Commentare un'opera dopo 6 anni è una cosa abbastanza facile, se non altro perchè hai modo di confrontarti con altre recensioni, che oltretutto, in questo sito, sono veramente straordinarie, e difficilmente ne ho trovate di questo calibro in altri luoghi virtuali a me conosciuti. Pertanto, non posso aggiungere nulla che sia già stato detto meglio di me, soprattutto per quanto riguarda lo stile dell'opera, il suo rimando ad altri registi, i dettagli tecnici e quant'altro di bello e di conturbante che connota un capolavoro del genere.

Per quel che mi riguarda, mi limito soltanto a dare un'interpretazione personale del film, consapevole che esso è suscettibile di innumerevoli prospettive, rimanendo, proprio per questo, un cantiere ermeneutico aperto, che stimola la mente, e già solo per questo fatto risulta un evento di alta pregevolezza, rara in questi tempi. 

 

Trama e interpretazione in omaggio a Nietzsche e alle streghe

 

Un uomo e una donna, coinvolti in un amplesso mentre il loro bambino, svegliatosi, assiste alla scena primaria, curioso si affaccia alla finestra, si sporge e precipita in armonia con il cadere danzante della neve. Tutto succede al rallenty, ma non si nota nulla di sofferto, anzi, il bimbo mentre si approssima alla finestra fa cadere le statuette su cui appaiono i nomi dei tre mendicanti: pena, dolore, disperazione. Nell’altra stanza l’amplesso continua, fino a giungere quell’estasi orgasmica che coincide con la morte stessa del bambino dopo un lungo volo, azzardiamo pure di libertà, verso il baratro. Niente rumori diegetici, ma solo un ripresa estatica, sovrastata dall’aria di Handel “Rinanldo”: lascia ch’io pianga la cruda sorte, e che sospiri la libertà! E che sospiri, e che sospiri la libertà! Lascia ch’io pianga la cruda sorte, e che sospiri la libertà.

Cose da fare:
**a)** Secondo la recensione, quali nomi compaiono sulle statuette che il bambino fa cadere avvicinandosi alla finestra?
**b)** Estrai dalla recensione il brano che parte dalle parole "Per quel che" e si ferma dopo "in questi tempi.".
Ci si basi unicamente sulla recensione, senza ricorrere ad altre fonti.

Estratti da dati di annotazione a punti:
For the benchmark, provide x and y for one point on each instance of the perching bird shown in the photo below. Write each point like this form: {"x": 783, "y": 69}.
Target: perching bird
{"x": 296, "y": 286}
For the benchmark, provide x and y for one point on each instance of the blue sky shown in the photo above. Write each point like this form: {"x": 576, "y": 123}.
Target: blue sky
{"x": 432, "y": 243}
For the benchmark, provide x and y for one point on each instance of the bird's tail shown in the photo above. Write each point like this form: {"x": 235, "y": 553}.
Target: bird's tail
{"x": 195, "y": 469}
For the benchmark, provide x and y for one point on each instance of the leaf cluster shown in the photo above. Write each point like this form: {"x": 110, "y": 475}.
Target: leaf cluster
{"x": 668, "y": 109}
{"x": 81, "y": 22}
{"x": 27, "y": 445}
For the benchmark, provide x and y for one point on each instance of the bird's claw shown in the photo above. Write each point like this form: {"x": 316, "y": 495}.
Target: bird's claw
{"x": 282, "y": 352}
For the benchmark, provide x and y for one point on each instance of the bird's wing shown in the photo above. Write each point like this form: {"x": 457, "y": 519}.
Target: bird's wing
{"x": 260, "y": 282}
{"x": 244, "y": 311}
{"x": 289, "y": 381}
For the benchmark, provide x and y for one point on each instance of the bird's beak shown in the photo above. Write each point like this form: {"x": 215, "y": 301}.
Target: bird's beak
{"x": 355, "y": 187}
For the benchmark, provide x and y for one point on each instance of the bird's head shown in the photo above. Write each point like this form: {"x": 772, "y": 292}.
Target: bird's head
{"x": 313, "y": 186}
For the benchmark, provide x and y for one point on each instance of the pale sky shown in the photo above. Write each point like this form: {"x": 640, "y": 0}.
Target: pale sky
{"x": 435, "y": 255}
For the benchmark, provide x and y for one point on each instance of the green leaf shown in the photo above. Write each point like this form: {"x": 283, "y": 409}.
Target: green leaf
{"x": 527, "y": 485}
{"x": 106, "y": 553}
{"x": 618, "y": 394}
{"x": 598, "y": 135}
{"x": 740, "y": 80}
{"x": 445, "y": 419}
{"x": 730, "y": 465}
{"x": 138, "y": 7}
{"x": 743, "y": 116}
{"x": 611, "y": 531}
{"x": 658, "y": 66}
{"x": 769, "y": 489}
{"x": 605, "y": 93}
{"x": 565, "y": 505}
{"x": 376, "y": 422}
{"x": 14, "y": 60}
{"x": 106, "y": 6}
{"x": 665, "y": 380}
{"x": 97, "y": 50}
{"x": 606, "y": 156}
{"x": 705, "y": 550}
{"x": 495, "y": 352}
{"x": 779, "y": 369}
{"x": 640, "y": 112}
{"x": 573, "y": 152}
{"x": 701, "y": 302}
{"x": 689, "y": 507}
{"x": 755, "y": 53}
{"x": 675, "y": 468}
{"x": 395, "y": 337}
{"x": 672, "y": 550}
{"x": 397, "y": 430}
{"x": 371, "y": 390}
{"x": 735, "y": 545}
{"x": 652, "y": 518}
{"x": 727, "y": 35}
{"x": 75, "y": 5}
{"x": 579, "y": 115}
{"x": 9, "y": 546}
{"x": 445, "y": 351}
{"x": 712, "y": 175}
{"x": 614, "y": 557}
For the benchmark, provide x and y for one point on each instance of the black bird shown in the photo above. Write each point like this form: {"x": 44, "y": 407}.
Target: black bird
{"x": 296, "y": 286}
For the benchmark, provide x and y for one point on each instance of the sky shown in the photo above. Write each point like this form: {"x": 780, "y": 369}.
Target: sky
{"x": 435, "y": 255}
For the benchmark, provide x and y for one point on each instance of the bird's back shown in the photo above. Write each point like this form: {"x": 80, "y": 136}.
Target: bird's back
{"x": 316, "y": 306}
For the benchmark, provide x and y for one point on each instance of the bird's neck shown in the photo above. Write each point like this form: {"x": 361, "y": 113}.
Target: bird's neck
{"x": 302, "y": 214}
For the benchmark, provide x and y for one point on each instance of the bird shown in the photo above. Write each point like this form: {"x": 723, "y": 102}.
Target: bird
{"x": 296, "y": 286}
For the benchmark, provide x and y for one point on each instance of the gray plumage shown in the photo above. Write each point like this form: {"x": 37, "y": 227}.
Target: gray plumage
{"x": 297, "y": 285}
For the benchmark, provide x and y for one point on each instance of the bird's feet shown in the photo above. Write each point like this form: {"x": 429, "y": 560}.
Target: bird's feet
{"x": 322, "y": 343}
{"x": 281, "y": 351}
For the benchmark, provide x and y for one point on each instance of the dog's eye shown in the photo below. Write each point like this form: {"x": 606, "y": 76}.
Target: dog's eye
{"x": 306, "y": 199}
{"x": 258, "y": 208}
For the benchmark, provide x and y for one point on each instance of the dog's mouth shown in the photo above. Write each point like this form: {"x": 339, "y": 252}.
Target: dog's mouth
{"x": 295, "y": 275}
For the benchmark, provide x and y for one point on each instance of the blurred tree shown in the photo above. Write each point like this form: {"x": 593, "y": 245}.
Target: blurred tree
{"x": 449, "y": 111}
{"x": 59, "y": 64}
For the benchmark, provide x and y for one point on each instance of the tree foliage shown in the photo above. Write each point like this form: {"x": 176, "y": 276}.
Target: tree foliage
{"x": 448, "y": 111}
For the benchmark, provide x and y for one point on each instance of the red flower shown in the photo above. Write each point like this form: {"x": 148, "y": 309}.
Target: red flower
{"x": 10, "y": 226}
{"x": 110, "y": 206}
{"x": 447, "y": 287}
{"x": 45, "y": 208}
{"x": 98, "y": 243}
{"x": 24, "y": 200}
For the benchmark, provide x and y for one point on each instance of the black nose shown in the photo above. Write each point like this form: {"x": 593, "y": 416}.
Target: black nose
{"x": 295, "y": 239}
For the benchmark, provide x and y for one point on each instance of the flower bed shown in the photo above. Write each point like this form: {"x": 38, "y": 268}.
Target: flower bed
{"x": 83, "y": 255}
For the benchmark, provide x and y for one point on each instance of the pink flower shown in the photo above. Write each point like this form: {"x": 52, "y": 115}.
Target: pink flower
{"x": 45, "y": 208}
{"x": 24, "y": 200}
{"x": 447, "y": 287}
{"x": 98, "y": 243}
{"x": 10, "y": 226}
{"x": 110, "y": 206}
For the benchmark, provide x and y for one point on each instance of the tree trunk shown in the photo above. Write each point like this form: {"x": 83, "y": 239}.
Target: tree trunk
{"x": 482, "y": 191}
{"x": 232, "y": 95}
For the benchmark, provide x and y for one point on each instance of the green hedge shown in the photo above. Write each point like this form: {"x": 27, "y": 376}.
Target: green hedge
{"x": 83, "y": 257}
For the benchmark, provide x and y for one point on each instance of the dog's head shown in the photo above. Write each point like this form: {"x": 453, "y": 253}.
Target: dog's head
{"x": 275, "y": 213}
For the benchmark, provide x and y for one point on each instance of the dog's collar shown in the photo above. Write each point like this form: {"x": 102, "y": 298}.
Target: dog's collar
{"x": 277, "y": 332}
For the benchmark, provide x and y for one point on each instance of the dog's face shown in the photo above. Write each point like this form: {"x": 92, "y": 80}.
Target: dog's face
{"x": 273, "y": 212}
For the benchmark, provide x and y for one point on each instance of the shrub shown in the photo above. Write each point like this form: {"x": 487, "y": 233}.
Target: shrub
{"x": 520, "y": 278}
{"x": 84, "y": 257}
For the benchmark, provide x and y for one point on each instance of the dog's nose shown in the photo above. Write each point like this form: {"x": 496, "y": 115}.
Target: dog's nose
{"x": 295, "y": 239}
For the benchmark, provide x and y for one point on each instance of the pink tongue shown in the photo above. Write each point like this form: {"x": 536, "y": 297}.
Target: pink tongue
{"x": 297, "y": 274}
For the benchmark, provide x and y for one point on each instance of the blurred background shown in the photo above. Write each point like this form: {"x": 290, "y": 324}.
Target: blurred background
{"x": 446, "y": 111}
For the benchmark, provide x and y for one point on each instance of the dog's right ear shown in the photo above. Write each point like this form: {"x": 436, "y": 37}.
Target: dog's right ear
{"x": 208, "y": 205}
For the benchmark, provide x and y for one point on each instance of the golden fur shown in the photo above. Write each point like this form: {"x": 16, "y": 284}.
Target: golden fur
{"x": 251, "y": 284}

Le soluzioni:
**a)** Pena, dolore, disperazione.

**b)**
Per quel che mi riguarda, mi limito soltanto a dare un'interpretazione personale del film, consapevole che esso è suscettibile di innumerevoli prospettive, rimanendo, proprio per questo, un cantiere ermeneutico aperto, che stimola la mente, e già solo per questo fatto risulta un evento di alta pregevolezza, rara in questi tempi.